If a line in the records below contains the word "cable", copy it out.

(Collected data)
__________

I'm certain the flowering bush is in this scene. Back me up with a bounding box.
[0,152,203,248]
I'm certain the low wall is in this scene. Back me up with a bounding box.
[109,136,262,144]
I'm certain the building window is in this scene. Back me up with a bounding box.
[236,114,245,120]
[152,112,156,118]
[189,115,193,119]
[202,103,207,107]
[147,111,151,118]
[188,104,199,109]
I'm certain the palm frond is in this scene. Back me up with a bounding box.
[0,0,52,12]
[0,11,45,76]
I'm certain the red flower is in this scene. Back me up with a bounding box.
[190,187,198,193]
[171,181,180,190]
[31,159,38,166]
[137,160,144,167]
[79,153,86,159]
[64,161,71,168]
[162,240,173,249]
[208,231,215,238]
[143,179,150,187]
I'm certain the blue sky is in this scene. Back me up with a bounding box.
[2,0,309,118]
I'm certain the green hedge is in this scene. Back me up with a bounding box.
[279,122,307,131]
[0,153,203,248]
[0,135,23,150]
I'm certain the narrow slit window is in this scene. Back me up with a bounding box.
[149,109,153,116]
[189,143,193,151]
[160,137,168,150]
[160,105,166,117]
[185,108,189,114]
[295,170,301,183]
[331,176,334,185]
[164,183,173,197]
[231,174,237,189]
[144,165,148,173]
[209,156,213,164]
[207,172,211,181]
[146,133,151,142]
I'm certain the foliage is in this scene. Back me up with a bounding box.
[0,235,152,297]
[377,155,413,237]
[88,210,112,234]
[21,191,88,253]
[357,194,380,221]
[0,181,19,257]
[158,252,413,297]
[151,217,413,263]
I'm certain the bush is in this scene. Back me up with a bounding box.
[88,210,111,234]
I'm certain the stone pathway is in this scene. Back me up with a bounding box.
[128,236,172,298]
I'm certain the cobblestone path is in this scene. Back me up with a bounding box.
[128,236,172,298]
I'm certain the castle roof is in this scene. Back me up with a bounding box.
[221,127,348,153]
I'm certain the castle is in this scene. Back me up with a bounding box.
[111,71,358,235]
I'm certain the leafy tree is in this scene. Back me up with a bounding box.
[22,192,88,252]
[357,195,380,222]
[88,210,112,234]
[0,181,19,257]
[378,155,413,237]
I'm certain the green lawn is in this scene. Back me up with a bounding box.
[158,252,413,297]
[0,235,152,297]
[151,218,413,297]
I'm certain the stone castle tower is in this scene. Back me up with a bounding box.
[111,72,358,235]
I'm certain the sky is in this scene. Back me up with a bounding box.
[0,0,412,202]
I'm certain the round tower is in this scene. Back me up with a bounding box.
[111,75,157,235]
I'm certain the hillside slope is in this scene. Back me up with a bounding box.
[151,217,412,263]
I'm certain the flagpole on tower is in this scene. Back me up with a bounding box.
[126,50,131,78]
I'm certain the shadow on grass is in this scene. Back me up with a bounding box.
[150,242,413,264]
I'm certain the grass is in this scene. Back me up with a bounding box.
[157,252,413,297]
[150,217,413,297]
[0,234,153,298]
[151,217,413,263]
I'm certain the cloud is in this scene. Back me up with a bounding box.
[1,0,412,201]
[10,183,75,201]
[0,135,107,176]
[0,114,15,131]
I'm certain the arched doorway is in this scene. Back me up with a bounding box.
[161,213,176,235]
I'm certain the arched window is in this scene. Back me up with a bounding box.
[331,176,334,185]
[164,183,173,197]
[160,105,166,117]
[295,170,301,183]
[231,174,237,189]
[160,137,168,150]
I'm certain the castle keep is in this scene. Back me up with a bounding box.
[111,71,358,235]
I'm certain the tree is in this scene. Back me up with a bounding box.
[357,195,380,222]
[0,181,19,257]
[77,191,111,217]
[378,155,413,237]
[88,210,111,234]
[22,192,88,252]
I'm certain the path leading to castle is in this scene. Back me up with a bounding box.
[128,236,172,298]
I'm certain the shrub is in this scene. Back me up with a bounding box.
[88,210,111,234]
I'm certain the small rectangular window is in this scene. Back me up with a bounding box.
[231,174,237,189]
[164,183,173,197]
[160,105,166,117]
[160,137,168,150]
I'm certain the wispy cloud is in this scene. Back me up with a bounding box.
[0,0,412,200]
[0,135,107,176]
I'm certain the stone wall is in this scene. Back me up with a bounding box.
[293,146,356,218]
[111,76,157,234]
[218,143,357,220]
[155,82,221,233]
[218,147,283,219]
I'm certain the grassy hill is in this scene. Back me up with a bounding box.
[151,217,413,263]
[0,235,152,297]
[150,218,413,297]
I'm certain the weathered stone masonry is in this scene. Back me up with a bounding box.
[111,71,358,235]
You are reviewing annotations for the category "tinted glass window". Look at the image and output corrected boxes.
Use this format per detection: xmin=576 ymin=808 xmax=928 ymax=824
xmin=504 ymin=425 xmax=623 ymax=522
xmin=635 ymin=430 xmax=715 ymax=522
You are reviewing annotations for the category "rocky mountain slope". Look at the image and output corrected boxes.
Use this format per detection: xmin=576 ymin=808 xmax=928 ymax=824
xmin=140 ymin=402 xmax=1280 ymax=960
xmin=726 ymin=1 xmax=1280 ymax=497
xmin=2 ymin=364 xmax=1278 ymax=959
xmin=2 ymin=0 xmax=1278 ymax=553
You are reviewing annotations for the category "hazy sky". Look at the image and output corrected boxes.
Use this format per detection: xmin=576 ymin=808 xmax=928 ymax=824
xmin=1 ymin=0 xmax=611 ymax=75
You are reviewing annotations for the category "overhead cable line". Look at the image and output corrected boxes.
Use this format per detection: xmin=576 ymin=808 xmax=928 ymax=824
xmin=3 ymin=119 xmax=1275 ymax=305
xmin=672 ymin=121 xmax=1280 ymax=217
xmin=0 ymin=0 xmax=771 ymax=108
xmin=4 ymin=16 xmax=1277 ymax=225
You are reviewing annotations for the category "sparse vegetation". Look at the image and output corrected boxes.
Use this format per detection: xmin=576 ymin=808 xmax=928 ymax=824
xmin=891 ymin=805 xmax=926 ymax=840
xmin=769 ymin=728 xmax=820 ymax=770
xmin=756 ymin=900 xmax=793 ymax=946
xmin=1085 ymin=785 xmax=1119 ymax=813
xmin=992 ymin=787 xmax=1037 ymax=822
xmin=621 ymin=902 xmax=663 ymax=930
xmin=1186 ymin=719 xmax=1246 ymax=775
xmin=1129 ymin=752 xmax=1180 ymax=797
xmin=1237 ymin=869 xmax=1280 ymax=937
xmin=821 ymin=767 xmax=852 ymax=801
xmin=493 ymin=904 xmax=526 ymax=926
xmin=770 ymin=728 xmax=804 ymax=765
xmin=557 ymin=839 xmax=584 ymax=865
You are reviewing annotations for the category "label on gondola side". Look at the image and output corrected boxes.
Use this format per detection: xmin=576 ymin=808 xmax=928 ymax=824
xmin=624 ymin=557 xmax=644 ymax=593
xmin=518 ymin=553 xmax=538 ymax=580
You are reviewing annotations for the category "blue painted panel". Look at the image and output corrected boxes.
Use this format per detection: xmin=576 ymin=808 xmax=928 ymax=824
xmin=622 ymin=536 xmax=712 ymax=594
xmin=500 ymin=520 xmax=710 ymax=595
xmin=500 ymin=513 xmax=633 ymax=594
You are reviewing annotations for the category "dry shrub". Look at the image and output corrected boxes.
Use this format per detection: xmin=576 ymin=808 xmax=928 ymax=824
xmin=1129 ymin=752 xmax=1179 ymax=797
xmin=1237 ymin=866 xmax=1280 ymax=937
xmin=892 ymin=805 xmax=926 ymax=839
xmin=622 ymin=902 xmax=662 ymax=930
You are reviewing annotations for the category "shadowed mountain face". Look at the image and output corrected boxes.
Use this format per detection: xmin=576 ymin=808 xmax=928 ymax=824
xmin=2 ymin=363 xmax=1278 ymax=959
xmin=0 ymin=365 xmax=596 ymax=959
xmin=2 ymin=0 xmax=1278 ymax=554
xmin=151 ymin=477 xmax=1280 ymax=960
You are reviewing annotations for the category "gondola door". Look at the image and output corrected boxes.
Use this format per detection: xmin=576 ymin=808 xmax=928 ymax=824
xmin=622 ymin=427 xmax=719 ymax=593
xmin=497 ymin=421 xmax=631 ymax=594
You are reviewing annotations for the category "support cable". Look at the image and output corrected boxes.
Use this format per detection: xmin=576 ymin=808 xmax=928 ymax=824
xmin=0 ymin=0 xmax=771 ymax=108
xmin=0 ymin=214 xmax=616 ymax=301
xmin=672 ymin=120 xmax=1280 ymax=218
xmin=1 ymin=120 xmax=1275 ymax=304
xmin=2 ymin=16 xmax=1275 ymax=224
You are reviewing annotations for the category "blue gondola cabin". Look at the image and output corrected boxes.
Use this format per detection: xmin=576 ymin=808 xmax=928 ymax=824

__________

- Expected answer:
You are reviewing annotations for the category "overhead cable line". Look at the image and output corrected boxes.
You are reviewing annotations for the category "support cable". Look at the image and output corrected boxes.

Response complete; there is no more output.